Stored records:
────────

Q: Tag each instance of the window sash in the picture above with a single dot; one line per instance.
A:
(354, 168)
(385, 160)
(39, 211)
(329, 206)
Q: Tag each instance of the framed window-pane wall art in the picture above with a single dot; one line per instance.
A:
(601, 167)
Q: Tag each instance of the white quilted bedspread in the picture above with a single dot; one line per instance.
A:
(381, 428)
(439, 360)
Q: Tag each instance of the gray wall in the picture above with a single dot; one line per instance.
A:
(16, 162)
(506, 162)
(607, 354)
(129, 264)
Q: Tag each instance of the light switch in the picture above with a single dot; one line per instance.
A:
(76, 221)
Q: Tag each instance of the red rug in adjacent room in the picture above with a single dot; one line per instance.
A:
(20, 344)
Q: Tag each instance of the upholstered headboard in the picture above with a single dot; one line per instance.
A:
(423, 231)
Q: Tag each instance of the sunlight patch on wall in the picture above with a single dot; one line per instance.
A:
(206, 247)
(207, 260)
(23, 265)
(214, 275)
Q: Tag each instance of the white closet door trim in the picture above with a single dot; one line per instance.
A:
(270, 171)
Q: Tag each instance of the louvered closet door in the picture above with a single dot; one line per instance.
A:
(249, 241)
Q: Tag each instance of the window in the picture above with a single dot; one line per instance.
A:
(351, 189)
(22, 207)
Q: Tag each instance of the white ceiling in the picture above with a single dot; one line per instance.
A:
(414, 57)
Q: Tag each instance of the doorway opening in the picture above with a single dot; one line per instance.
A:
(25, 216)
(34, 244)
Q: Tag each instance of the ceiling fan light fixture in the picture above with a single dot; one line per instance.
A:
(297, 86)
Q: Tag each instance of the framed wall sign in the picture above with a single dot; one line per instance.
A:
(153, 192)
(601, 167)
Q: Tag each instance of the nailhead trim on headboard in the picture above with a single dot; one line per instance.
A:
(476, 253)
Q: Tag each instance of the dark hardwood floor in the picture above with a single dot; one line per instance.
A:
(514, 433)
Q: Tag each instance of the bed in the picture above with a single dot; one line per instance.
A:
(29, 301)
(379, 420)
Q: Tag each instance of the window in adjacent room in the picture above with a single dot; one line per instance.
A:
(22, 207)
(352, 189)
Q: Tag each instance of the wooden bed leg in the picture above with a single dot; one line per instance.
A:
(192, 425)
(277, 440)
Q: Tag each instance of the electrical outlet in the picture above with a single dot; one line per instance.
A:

────────

_ABOUT THIS EXERCISE_.
In the data above, which lines have "ceiling"? Report each of them.

_EXPECTED ANSWER_.
Q: Tag each instance of the white ceiling in the picture above with a single dot; one line per instance.
Q: Tag each instance of the ceiling fan light fixture in the picture above with a single dot; one line per instance.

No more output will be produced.